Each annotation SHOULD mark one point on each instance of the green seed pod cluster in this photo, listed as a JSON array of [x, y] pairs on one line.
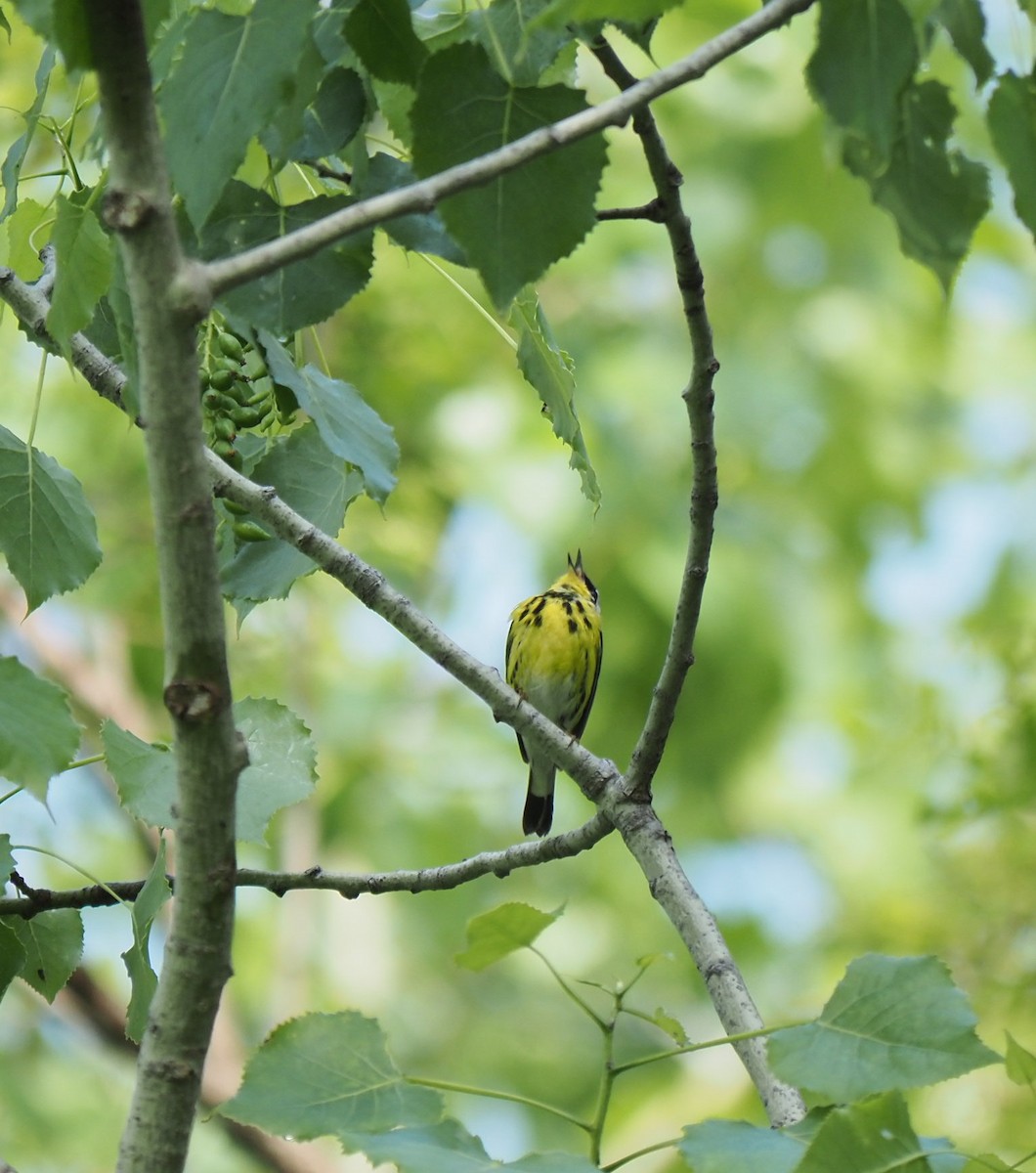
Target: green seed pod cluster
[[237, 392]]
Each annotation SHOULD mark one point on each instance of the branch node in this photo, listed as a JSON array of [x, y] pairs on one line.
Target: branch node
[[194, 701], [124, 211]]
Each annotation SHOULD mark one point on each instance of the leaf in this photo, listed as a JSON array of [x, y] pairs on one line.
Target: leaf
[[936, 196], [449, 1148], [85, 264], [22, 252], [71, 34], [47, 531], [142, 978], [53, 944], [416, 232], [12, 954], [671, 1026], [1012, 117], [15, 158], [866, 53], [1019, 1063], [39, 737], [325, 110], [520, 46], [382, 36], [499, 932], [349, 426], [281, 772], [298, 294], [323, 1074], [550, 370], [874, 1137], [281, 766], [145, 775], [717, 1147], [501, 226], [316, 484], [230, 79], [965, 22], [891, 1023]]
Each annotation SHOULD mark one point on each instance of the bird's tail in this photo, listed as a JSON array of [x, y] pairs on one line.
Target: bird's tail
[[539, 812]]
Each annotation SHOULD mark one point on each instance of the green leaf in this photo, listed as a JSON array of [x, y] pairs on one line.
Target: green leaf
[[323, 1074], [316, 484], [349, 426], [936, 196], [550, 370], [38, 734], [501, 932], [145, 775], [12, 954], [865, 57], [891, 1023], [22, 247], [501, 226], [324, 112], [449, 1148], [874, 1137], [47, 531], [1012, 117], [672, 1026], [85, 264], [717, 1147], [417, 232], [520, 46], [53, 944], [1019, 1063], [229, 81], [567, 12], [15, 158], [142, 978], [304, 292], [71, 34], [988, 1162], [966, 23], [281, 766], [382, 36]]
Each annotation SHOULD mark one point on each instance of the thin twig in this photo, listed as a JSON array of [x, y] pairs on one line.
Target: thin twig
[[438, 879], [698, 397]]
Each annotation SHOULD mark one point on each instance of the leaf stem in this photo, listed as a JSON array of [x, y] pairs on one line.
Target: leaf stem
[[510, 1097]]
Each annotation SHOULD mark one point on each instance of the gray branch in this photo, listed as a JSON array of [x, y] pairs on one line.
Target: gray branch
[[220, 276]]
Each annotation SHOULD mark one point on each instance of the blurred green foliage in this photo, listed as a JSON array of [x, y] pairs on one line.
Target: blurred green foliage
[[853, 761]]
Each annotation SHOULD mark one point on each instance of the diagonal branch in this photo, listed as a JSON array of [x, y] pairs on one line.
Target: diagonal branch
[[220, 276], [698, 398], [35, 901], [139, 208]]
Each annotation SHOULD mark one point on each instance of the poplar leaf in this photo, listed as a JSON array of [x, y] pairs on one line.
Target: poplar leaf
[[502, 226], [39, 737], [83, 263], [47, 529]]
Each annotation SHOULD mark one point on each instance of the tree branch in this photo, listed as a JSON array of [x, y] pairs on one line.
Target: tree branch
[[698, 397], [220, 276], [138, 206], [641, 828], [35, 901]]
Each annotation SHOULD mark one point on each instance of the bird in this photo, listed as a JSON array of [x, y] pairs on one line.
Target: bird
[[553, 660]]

---------------

WORK INSTRUCTIONS:
Each line from the one containing "the green leaf" to the end of the records should be echoed exactly, and no other line.

RESULT OF THIS EXERCISE:
Each annotation SHOULD mark one point on each instance of the green leaf in this photo, listed as a JSON array of [x, y] pairs on one line.
Target: green leaf
[[323, 1074], [316, 484], [349, 426], [936, 196], [550, 370], [38, 734], [501, 932], [145, 775], [12, 954], [865, 57], [891, 1023], [22, 247], [501, 226], [324, 112], [449, 1148], [874, 1137], [47, 531], [1012, 117], [672, 1026], [85, 264], [717, 1147], [417, 232], [520, 46], [53, 944], [1019, 1063], [229, 81], [567, 12], [15, 158], [142, 978], [304, 292], [71, 34], [988, 1162], [966, 23], [281, 766], [382, 36]]
Each annotation SHOULD mark one point on each instance of the thin twig in this photo, listed as a JSON array of [x, y] pairs on one line.
Target: thin twig
[[438, 879], [698, 397]]
Each annotation SHOULD mark one point on each instance of the leaf stem in this photo, listed as a JSON array of [x, y] pairs on one line.
Target: leaf stem
[[510, 1097]]
Each annotation SHOULD mark one point on each instance of the gray branch in this photo, listed as a JSON array of [x, y] pairs on one line.
Target: gray branch
[[220, 276]]
Each annotation SHOULD mark one point on each instance of the blurred green foliage in this photo, listed as a JSON array of [x, y] pairs on one line.
Target: blurred green foliage
[[853, 761]]
Each annotation SHOULD mark one point on each instance of the diagonal branch in this photo, listed as a JSON array of [x, y] pairs on one line.
Target: diagonal branch
[[220, 276], [698, 398], [35, 901], [139, 208]]
Each annotation SHOULD mark one point on each instance of the poplar leaf in this photo, listed as a JSON array of [x, y] pairs on one line.
Target: poplar leaf
[[502, 226], [39, 737], [83, 263], [47, 529]]
Each annotation SHOULD mark one point on each instance of the tree branch in this photo, listed as a JSON array of [x, y] pairs on one line.
Target: tree branch
[[698, 397], [220, 276], [138, 206], [641, 828], [35, 901]]
Each annotation SHOULD mark one point on each instance of the bird in this photo, listed as a JSON array of [x, y] pairs on one line.
Target: bird
[[553, 660]]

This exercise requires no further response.